*Text segment*:
Suppose we have the following dataset that has two attributes (acid durability and strength) and a class attribute (whether a special paper tissue is good or not):

|Acid durability (seconds)|Strength (kg/square meter)|Classification|
|-|-|-|
|7|7|Bad|
|7|4|Bad|
|3|4|Good|
|1|4| Good|

Now the factory produces a new paper tissue with acid durability = 3 seconds and strength = 7 kg/square meter. Can we predict what the classification of this new tissue is? 

Use kNN with $k$ = 3. Steps:
1. Normalize
1. Compute distance of each training instance to the test instance
1. Determine the majority classification of the $k$ closest instances... this is your prediction for the test instance

    
### Some Notes
Q: What happens if there are ties in the top-k distances (get_top_k)? E.g., which are top 3 in: [[.28,$r_1$],[.33,$r_2$],[.33,$r_3$],[.33,$r_4$],[.37,$r_5$]]?
* Different options ... e.g.:
    * Randomly select from ties
    * Do top-k distances (instead of instances)

*Work to complete*:
1 – In the kNN paper tissue example, what acid durability and strength does the new tissue have?
2 – List every step the kNN paper tissue example gives for making the prediction.
3 – Carry on writing the kNN paper tissue example from its last line.
The rows that come next are not needed for this work.

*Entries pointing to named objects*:
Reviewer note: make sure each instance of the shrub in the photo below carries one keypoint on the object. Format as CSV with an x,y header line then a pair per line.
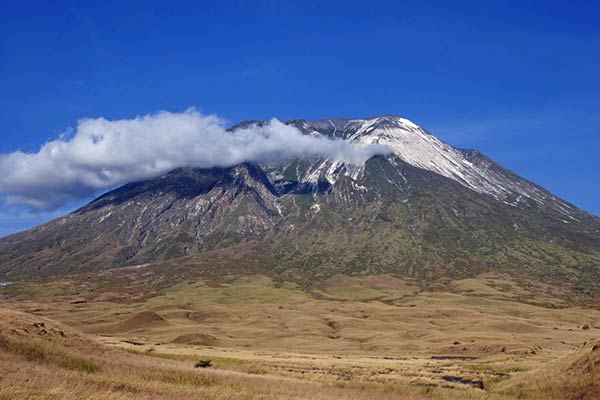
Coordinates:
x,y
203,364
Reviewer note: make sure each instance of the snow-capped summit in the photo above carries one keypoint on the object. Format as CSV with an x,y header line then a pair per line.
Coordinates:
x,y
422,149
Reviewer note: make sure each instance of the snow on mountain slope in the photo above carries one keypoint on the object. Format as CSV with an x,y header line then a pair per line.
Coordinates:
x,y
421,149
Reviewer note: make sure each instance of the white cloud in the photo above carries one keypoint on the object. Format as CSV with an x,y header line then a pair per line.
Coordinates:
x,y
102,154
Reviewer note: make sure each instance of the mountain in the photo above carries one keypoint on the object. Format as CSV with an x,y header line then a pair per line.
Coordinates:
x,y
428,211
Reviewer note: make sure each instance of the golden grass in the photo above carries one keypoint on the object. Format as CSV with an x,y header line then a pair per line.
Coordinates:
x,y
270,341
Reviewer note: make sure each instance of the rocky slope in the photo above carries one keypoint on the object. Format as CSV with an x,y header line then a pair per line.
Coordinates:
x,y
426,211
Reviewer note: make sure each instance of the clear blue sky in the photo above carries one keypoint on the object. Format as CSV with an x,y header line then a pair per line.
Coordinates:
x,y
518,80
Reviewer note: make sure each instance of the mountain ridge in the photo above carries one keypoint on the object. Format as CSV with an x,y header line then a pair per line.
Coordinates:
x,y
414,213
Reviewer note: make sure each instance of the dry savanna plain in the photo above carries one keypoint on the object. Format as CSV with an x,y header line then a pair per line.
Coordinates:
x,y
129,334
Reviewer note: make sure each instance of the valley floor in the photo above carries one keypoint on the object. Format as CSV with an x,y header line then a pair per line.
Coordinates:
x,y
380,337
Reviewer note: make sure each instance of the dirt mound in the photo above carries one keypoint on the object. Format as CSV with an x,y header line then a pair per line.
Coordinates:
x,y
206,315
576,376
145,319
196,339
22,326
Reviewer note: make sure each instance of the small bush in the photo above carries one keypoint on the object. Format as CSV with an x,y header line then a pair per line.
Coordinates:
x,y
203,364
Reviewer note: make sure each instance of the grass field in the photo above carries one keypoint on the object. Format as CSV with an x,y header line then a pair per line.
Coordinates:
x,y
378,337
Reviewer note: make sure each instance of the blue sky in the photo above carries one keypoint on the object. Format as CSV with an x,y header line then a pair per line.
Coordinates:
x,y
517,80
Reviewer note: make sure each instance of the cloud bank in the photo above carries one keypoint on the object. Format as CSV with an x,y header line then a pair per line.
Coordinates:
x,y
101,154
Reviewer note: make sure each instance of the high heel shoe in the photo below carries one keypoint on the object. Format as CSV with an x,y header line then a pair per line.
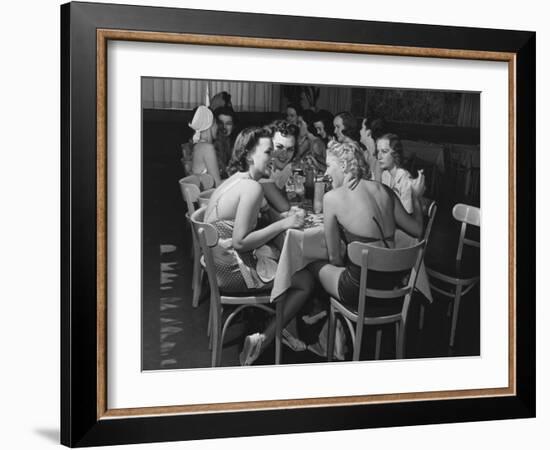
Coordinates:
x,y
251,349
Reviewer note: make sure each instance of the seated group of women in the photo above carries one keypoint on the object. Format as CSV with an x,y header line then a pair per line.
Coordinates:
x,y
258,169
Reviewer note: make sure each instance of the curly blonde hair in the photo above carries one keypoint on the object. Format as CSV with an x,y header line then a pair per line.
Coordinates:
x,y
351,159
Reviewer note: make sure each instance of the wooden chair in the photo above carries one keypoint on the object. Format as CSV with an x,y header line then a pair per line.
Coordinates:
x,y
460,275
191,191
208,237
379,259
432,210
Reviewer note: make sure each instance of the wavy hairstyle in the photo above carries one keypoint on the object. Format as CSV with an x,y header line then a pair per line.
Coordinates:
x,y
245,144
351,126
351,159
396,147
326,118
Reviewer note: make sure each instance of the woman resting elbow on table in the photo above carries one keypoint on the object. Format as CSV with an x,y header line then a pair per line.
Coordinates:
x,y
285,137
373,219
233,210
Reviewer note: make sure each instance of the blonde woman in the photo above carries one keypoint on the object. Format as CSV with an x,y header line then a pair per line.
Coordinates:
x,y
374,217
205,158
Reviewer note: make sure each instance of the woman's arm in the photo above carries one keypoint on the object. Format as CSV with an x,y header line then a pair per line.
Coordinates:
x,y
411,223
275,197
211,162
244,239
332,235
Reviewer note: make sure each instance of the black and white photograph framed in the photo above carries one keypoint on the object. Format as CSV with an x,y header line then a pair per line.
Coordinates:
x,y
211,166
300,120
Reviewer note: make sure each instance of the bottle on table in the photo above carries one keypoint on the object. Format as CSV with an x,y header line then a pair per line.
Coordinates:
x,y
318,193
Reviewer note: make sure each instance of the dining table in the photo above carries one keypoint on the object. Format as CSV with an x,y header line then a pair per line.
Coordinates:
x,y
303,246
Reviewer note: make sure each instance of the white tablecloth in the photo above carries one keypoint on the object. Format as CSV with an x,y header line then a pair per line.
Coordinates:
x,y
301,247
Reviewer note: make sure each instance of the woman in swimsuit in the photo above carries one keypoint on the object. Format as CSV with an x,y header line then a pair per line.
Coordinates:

==

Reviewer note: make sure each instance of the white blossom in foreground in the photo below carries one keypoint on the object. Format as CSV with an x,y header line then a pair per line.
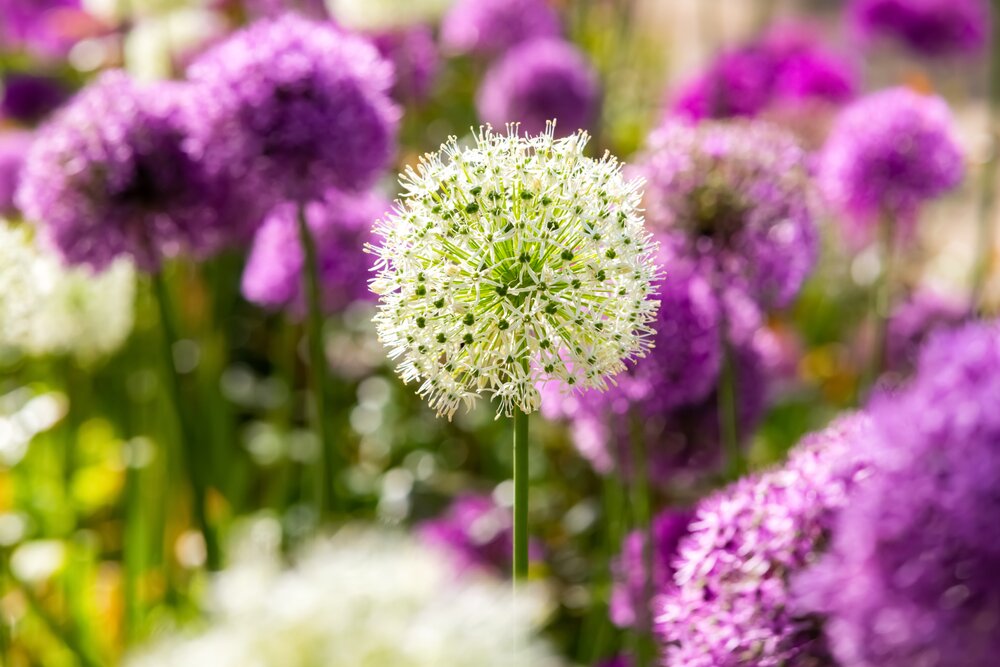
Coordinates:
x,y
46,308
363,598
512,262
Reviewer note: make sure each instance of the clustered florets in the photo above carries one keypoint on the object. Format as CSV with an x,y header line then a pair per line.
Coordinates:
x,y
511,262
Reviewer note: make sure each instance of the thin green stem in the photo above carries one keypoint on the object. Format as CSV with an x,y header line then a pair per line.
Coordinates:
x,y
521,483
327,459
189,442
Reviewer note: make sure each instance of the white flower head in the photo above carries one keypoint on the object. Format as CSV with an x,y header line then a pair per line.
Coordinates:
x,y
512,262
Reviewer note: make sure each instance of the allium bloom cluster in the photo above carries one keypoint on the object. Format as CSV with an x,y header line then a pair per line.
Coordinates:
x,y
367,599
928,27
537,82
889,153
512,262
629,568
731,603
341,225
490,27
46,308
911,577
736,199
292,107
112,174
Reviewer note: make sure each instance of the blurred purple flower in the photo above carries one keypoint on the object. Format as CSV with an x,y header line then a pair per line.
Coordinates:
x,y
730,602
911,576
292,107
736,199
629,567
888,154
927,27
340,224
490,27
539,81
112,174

==

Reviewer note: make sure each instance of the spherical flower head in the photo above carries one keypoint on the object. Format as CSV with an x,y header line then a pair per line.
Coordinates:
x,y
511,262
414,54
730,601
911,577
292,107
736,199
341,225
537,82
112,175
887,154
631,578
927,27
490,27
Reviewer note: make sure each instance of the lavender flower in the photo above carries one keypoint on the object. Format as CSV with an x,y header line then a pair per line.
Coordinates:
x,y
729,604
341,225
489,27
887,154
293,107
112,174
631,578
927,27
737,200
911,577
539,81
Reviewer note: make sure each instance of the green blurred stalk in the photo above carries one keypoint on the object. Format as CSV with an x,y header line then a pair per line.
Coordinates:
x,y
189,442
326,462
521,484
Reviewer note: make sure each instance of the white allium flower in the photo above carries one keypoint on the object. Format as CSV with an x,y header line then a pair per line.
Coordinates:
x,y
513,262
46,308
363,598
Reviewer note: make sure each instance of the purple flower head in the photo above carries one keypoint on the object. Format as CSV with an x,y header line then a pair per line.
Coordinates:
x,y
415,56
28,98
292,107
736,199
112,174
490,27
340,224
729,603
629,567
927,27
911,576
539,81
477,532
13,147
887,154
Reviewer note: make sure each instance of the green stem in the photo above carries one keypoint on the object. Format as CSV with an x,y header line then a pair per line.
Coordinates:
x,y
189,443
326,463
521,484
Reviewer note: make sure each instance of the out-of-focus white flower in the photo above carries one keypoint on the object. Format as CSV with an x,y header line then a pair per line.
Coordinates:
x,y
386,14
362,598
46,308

*Answers for the tasks*:
1 – The new tissue has an acid durability of 3 seconds and a strength of 7 kg/square meter.

2 –
1. Normalize.
2. Compute the distance of each training instance to the test instance.
3. Determine the majority classification of the k closest instances; this is the prediction for the test instance.

3 –
    * Ignore ties (in case above, just use $r_1$ and $r_2$)

Nearest doesn't imply near
* top-k instances might not be that close to the instance being classified
* Especially true as the number of attributes ("dimensions") increases
    * An example of the "curse of dimensionality"
* Again, have to use common sense and an understanding of the dataset

## kNN Example 2
Consider the following labeled dataset, where result denotes class information and the remaining columns have continuous values. Assume the data has been normalized by scaling to a value between 0 and 10.

|att1|att2|result|
|-|-|-|
|3|2|no|
|6|6|yes|
|4|1|no|
|4|4|no|
|1|2|yes|
|2|0|no|
|0|3|yes|
|1|6|yes|

Assume we have the following instance to classify using $k$-NN for $k$ = 3 with "majority voting" to determine the class label from the k closest neighbors. 

|att1|att2|result|
|-|-|-|
|2|3|?|

1. What are the three closest neighbors of the following instance?
1. How would you classify it?

### Efficiency issues
Q: Is k-NN efficient? Can you find any efficiency issues?
* Given a training set with $D$ instances and $k = 1$
* $O(D)$ comparisons needed to classify a given instance

Q: Can you think of any ways to improve the efficiency?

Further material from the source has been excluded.